→ Job 1:
Update the passage on weed-eating cattle by reproducing the part between "Last summer Lance" and "try curlycup gumweed.", inclusive, with "Serviceberry" replaced by "Chokecherry".
→ Job 2:
According to the passage on weed-eating cattle, how many weeks of grazing did Lance Knudsen get from the "junk" pasture?

→ Document:
-- START --
Lance Knudsen at the Eureka, NV workshop in 2012
Lance Knudsen at the Eureka, NV workshop in 2012

Ruby Valley, Nevada Rancher Lance Knudsen isn’t afraid of trying new things.  So last year, he organized a workshop for him and his fellow ranchers to start teaching their cattle to eat weeds.  That spring, Lance taught a herd of cows to eat Russian Knapweed and White top (aka Hoary Cress in some places).  When he came to another Nevada workshop I did in March, he told us all about the great success he’d had.  He said he’d gotten 6 weeks of grazing out of the “junk” pasture that usually only gave him a week.  My favorite quote from his that day was, “If you’re not doing this, you’re really missing the boat, and it’s a big boat!”

Last summer Lance gave me a call because his haying equipment was broken and he had a minute.  He told me that weed-eating cows was going really well for him.  He taught some to eat Serviceberry this year and they are eating it well, though not going after it like some of the other weeds.  Now his cattle have also decided to eat skunk cabbage, all the thistles including musk, bull and scotch thistle, and they’re beginning to try curlycup gumweed.
-- END --
→ Information provided:
-- START --
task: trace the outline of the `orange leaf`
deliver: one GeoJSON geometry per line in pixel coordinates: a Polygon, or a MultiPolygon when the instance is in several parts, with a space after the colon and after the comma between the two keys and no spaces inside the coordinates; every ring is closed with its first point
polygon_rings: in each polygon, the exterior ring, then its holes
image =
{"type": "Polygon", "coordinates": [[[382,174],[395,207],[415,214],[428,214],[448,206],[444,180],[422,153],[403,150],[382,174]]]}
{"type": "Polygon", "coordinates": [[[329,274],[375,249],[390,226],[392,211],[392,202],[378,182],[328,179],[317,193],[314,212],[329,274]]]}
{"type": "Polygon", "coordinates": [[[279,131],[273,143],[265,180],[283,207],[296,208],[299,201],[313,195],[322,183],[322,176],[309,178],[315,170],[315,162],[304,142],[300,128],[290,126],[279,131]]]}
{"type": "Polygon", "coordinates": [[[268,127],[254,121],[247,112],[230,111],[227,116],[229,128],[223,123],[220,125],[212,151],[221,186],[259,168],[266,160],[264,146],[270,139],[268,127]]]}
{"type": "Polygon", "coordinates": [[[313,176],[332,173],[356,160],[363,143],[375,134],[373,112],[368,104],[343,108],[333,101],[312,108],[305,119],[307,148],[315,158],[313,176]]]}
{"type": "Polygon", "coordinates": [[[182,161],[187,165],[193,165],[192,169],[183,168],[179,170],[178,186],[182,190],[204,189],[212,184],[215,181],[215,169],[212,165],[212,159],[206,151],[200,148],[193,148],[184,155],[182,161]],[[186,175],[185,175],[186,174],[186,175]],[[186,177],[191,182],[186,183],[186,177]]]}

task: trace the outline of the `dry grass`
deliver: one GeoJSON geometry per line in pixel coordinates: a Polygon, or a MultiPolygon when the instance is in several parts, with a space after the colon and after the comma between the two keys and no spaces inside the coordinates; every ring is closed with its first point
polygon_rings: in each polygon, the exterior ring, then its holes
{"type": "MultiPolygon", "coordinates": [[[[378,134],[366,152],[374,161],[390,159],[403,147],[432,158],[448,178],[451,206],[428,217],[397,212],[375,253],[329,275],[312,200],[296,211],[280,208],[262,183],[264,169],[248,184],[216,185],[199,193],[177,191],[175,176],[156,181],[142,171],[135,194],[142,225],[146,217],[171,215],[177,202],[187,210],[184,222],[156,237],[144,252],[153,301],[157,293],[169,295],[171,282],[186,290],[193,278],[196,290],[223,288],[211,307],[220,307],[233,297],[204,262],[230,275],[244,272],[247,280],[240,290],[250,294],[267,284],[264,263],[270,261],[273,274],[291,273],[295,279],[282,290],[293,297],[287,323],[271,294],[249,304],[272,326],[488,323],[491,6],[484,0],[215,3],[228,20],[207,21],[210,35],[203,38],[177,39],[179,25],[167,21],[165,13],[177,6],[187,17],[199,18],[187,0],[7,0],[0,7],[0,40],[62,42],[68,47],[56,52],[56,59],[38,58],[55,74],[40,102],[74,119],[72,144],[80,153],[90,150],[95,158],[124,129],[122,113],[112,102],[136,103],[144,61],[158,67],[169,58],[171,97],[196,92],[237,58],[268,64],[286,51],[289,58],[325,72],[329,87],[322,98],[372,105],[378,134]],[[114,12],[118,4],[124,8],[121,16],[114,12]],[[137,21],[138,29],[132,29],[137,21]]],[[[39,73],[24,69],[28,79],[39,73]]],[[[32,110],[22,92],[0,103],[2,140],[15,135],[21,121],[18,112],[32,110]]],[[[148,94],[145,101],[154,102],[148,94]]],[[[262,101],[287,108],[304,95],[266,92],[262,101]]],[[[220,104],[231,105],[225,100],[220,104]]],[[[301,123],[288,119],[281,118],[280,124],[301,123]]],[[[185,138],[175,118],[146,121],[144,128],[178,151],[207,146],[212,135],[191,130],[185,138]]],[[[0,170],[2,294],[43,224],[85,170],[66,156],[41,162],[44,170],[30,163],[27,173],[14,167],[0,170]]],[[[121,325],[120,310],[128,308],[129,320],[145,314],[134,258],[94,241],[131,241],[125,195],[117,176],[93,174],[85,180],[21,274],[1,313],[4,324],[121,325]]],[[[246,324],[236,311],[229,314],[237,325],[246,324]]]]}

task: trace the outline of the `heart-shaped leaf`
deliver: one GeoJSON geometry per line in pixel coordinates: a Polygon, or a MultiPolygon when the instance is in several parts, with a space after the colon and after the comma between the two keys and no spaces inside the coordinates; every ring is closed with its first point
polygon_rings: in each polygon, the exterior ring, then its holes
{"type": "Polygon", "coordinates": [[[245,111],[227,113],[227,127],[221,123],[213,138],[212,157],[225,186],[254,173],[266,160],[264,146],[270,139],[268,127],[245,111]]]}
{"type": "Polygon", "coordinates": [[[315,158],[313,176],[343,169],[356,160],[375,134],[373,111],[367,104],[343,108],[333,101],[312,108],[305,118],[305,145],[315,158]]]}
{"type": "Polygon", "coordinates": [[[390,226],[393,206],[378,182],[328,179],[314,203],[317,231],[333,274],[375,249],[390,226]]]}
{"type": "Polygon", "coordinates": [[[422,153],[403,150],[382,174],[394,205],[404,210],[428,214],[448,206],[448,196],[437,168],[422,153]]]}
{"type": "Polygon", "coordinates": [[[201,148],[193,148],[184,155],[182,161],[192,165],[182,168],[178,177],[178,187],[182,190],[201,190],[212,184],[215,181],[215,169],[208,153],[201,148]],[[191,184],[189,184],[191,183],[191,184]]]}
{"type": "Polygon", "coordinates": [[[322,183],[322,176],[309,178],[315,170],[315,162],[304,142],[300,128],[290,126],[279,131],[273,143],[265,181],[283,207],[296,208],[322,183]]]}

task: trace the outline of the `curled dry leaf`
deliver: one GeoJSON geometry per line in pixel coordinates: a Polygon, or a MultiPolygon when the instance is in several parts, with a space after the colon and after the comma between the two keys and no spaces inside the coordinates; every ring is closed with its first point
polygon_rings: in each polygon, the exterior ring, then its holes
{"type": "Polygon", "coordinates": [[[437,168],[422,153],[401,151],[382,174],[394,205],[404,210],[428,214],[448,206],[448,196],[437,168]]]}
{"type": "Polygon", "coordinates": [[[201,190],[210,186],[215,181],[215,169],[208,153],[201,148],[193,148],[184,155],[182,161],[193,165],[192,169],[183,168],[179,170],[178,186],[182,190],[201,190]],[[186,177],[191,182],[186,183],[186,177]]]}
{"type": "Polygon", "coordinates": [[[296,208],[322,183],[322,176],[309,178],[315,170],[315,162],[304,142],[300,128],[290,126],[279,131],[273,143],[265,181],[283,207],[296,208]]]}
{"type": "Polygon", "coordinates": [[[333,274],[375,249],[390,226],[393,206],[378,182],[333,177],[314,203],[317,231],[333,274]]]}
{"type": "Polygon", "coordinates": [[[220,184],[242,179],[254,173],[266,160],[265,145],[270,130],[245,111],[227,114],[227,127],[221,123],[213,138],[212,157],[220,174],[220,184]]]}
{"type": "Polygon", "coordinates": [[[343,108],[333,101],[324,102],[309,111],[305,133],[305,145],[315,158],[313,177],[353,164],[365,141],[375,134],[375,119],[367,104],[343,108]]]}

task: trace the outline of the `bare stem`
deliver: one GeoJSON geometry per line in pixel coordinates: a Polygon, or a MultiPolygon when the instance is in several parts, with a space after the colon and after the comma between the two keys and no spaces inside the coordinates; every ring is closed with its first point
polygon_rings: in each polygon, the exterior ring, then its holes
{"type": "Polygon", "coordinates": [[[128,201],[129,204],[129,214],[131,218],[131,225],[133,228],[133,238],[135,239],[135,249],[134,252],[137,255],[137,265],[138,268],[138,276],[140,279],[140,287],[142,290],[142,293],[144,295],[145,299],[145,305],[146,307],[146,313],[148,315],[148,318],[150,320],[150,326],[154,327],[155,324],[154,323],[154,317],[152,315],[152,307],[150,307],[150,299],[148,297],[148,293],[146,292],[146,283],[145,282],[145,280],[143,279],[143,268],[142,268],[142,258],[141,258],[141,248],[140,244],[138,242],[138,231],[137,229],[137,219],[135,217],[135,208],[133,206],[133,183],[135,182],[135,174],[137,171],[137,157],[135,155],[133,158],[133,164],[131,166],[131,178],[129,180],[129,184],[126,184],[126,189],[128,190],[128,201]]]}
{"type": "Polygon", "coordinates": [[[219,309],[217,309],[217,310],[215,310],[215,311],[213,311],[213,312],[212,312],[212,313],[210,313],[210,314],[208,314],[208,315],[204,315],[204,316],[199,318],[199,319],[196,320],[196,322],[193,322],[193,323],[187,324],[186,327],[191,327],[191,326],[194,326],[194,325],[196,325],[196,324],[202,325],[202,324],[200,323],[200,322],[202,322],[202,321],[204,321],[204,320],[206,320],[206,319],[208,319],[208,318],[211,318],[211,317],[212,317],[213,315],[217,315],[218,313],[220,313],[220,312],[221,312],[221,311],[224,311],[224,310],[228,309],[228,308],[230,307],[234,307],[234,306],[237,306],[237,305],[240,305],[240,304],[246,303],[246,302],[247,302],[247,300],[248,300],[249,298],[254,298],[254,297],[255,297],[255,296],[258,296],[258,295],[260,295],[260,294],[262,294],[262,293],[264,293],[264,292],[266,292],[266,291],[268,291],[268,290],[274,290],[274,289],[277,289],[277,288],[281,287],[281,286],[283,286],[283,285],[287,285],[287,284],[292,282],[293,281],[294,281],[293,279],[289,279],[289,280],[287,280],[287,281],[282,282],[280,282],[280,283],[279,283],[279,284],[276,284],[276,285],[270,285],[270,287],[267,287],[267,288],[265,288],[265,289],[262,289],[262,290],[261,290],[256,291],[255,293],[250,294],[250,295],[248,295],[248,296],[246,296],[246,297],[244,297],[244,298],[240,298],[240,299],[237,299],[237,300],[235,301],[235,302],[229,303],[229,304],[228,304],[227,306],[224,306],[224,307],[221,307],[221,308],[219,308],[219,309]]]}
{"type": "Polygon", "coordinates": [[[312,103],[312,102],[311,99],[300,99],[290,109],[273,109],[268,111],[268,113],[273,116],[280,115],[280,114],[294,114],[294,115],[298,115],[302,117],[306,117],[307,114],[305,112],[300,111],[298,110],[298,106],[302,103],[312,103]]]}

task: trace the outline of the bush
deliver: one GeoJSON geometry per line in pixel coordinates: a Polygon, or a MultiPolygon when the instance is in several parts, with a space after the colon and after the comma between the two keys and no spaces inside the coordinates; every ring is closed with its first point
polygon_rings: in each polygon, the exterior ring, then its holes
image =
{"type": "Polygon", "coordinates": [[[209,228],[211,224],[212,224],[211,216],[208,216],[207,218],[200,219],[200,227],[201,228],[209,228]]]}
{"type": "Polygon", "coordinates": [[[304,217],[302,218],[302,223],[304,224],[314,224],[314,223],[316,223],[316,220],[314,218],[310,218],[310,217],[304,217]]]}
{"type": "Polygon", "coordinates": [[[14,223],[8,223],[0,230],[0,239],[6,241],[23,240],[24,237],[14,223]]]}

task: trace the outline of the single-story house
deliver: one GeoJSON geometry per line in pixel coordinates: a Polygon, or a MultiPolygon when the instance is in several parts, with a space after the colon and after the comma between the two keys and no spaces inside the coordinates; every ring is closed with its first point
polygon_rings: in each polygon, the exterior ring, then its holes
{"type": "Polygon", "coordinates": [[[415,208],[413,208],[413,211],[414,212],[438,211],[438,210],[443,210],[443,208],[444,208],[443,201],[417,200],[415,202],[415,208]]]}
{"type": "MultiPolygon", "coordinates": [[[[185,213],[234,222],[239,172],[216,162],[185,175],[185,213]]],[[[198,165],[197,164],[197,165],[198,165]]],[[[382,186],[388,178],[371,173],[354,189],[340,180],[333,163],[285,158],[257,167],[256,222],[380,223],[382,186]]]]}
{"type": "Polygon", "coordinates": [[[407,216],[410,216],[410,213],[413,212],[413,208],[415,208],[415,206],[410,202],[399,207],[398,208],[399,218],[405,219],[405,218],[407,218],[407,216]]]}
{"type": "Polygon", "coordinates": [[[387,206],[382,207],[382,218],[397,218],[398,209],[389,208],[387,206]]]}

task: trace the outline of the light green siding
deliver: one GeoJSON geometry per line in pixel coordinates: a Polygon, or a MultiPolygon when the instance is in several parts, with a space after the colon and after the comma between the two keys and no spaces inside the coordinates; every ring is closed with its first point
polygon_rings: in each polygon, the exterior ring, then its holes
-- END --
→ Final result 1:
Last summer Lance gave me a call because his haying equipment was broken and he had a minute.  He told me that weed-eating cows was going really well for him.  He taught some to eat Chokecherry this year and they are eating it well, though not going after it like some of the other weeds.  Now his cattle have also decided to eat skunk cabbage, all the thistles including musk, bull and scotch thistle, and they’re beginning to try curlycup gumweed.

→ Final result 2:
Six weeks.